>>>

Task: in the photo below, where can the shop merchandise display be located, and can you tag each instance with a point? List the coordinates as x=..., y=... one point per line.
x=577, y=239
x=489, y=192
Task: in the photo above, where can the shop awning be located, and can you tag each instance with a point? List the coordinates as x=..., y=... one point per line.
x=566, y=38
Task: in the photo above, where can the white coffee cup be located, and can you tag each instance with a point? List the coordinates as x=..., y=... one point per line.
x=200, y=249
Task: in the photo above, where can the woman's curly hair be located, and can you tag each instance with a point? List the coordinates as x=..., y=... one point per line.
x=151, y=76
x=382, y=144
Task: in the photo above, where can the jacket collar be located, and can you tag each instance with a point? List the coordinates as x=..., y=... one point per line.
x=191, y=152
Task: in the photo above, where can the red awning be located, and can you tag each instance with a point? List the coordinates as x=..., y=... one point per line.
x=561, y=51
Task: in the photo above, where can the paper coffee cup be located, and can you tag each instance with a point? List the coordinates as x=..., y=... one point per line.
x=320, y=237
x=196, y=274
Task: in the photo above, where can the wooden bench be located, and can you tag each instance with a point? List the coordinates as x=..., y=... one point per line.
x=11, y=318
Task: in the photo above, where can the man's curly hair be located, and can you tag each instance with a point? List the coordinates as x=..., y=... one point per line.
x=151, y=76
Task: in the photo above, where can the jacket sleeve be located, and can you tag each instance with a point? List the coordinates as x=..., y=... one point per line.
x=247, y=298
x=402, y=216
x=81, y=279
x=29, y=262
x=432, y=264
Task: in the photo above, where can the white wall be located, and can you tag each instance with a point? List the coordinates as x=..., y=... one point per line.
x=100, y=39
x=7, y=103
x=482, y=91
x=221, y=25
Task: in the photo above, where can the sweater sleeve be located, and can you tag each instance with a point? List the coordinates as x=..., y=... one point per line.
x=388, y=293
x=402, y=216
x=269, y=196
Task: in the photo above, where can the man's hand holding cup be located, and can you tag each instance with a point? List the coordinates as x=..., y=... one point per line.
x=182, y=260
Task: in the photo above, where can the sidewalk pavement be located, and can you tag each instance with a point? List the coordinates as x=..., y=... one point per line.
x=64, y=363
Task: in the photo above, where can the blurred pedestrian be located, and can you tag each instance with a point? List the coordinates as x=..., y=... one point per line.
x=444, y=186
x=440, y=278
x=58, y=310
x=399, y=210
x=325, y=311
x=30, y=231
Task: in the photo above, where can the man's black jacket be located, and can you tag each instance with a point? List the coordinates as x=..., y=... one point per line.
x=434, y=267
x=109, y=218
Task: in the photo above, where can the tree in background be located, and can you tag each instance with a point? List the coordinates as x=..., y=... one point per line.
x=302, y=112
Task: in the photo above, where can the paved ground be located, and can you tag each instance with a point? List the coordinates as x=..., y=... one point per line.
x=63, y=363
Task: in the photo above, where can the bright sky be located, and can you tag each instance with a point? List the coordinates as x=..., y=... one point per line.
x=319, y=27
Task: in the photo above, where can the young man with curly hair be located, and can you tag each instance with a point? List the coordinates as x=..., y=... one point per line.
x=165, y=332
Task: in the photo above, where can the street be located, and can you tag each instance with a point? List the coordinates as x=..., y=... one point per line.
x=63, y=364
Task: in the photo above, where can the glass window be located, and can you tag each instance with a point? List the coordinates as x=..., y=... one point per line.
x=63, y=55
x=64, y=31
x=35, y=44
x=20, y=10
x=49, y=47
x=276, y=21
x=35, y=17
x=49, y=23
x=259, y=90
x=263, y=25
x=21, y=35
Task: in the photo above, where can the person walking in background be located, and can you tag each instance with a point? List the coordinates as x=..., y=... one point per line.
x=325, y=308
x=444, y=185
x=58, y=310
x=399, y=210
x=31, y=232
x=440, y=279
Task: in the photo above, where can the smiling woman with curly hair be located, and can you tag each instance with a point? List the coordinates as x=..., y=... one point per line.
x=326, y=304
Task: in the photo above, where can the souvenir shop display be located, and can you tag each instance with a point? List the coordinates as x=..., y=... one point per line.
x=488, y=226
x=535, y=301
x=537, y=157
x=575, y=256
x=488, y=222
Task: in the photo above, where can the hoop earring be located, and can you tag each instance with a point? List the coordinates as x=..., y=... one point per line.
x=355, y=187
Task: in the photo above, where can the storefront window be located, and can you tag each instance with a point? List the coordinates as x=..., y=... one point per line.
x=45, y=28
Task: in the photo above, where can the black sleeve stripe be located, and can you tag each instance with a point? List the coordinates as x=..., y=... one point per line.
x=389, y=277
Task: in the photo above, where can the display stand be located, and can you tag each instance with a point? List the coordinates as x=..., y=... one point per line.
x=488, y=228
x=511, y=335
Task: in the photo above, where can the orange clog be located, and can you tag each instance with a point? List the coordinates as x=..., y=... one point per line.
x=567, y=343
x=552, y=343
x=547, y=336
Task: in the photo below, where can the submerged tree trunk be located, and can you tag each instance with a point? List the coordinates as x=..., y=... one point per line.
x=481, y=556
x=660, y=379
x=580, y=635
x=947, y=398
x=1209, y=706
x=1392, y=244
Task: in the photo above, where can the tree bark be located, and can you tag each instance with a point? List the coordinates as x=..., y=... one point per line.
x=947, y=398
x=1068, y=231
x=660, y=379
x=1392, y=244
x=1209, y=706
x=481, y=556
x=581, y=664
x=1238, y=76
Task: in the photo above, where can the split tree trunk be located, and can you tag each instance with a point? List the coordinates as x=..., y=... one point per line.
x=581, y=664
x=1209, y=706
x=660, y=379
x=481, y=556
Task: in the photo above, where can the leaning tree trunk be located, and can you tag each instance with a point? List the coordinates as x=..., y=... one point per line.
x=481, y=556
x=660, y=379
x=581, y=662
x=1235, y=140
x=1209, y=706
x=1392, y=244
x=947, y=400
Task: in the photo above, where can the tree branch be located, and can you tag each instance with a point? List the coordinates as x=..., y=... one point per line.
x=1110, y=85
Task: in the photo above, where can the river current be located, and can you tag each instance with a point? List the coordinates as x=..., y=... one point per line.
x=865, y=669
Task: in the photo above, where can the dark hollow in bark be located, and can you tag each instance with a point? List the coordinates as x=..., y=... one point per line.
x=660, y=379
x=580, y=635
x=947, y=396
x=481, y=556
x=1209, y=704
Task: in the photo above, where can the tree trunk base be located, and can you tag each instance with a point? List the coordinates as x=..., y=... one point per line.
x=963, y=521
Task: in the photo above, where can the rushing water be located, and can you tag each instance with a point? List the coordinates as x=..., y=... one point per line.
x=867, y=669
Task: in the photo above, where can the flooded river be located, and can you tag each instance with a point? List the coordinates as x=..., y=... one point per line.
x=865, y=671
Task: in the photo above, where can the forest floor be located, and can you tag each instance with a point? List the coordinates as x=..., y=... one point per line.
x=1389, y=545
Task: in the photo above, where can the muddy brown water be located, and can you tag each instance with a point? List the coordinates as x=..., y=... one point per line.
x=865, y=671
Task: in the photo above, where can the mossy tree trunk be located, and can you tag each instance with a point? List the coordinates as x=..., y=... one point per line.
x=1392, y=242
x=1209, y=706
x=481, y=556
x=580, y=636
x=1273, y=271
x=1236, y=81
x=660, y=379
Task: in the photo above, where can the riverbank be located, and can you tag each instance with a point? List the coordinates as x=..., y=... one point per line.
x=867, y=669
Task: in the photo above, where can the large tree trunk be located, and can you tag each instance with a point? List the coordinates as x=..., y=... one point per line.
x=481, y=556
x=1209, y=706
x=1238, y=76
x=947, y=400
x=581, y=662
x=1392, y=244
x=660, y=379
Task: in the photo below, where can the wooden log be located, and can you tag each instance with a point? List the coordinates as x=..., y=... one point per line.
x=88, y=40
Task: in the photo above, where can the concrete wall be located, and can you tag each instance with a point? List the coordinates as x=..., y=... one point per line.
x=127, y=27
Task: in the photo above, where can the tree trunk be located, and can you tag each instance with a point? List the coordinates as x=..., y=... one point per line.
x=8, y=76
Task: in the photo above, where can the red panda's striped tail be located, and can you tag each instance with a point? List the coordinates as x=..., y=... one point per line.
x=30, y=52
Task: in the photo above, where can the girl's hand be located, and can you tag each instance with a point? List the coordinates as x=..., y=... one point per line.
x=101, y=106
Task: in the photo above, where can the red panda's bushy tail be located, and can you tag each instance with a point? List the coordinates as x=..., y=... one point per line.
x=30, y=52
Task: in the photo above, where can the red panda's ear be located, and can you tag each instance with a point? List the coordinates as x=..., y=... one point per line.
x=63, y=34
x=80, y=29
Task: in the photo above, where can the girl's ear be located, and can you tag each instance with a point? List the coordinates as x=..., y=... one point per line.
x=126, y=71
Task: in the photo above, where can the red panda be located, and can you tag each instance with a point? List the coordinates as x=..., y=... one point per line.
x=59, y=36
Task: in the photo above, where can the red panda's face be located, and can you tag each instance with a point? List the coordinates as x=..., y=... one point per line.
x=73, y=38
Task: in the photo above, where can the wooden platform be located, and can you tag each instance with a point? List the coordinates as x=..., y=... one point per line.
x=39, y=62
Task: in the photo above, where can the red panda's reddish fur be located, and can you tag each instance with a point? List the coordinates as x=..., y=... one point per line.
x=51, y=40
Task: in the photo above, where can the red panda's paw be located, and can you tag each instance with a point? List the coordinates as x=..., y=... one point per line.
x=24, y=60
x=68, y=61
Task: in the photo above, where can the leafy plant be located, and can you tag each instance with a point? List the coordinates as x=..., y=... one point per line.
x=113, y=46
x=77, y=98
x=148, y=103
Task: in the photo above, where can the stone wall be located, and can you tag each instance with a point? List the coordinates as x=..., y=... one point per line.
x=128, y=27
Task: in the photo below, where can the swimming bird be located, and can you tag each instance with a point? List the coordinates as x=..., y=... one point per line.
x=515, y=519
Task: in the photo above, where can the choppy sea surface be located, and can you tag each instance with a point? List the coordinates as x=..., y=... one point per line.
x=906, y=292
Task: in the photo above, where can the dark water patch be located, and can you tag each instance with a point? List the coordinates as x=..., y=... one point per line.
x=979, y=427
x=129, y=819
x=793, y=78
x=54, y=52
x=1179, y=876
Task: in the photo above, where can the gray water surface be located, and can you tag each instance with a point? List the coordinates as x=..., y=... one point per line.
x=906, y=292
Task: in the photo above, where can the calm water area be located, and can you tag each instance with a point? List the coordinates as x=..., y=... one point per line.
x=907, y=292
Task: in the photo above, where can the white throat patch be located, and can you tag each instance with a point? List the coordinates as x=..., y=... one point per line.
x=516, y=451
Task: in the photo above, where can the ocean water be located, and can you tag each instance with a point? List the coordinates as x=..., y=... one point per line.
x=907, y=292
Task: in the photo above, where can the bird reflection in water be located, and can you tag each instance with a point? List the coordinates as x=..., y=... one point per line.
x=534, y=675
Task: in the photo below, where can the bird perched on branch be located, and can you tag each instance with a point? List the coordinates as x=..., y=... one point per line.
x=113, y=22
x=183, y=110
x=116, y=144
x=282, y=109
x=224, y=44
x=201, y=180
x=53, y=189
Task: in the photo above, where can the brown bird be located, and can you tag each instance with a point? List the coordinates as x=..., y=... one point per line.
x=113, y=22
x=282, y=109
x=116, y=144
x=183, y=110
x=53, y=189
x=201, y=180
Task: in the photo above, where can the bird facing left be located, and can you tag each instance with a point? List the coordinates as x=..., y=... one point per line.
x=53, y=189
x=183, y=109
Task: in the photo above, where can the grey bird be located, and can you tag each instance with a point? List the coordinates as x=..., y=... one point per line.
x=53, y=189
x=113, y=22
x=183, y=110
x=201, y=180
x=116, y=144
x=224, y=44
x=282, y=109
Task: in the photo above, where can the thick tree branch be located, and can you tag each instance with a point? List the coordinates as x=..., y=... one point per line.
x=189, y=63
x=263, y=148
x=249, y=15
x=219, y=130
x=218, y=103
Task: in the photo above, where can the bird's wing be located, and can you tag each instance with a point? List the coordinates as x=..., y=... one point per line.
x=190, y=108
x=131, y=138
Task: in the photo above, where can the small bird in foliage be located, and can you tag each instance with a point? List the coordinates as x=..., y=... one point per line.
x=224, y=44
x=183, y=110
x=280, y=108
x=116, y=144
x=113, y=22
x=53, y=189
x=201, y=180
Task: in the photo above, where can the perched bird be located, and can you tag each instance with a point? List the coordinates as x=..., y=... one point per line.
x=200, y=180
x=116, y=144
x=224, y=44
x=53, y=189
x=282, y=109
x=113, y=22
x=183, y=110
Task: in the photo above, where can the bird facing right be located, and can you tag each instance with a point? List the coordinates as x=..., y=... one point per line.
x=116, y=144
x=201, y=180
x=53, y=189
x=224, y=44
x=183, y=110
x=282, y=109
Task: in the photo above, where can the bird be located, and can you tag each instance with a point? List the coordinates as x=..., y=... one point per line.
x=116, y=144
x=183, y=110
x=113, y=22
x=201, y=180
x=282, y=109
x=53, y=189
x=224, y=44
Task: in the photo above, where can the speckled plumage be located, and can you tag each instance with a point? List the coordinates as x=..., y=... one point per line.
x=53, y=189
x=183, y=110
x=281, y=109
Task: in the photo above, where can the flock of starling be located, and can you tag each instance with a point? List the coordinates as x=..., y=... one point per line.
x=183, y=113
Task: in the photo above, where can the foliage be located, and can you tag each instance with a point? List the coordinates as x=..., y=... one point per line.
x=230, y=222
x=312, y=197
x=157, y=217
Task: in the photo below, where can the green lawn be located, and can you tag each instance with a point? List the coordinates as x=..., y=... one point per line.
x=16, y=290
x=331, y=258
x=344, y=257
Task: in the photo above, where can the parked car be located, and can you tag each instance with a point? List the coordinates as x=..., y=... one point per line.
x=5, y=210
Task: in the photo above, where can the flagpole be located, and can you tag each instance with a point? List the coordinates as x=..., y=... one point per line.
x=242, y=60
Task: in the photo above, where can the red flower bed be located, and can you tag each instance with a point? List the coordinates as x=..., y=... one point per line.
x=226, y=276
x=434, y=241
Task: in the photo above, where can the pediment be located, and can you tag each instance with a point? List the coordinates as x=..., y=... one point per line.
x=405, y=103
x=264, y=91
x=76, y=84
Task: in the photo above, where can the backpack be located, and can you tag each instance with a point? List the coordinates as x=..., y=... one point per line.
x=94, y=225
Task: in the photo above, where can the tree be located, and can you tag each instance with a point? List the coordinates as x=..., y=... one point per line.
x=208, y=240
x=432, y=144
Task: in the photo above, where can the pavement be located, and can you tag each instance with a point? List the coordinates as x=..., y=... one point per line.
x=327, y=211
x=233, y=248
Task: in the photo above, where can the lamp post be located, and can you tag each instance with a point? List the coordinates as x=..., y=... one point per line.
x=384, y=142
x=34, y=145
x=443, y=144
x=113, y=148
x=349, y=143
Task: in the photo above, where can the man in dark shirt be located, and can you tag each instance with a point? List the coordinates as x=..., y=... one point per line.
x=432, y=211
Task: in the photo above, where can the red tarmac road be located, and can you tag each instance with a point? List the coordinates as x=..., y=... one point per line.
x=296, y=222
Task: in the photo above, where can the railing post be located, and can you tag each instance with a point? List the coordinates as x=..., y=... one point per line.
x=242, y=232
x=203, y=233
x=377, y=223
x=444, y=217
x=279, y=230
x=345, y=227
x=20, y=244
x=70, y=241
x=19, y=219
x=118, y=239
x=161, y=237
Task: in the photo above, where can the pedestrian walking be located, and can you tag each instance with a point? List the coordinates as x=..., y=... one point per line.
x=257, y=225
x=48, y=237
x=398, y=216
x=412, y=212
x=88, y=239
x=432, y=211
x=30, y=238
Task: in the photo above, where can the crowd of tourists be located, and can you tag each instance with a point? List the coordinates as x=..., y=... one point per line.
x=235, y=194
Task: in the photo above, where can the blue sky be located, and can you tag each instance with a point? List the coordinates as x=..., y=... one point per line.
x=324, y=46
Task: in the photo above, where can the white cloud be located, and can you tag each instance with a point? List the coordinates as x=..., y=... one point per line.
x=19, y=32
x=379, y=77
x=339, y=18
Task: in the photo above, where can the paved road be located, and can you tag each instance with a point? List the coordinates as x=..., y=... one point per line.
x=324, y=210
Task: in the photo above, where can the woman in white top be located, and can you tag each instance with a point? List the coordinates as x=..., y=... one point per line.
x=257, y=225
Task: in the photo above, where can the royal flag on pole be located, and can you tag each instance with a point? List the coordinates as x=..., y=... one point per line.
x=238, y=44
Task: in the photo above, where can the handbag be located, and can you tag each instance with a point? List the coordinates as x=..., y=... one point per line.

<<<

◆ Work order: Could you write out, exactly as given, the lines from the one holding "Task: in the photo above, where can the crowd" through the end of the listing, and nothing else?

◆ Result of the exercise:
Task: in the photo above, where can the crowd of tourists be located, and can you tag each instance with a point? List the coordinates as x=..., y=... one point per line.
x=235, y=194
Task: in the photo above, where can the blue sky be located, and can you tag each instance with a point? List the coordinates as x=..., y=... one point per line.
x=324, y=46
Task: in the photo above, where can the white cloud be located, and can you tag each instance with a point? List the coordinates as x=..., y=... one point per line.
x=19, y=32
x=379, y=77
x=339, y=18
Task: in the photo above, where can the paved road be located, and can you tag each instance with a point? List the coordinates as x=..., y=... one point per line.
x=324, y=210
Task: in the photo above, where can the woman in white top be located, and can you tag each instance with a point? List the coordinates as x=..., y=... one point per line.
x=257, y=225
Task: in the photo above, where can the royal flag on pole be located, and can you tag each instance with a point? List the coordinates as x=..., y=... one point per line.
x=238, y=44
Task: in the photo above, where can the handbag be located, and can you tag each instance with a point? List the coordinates as x=..., y=... one point per line.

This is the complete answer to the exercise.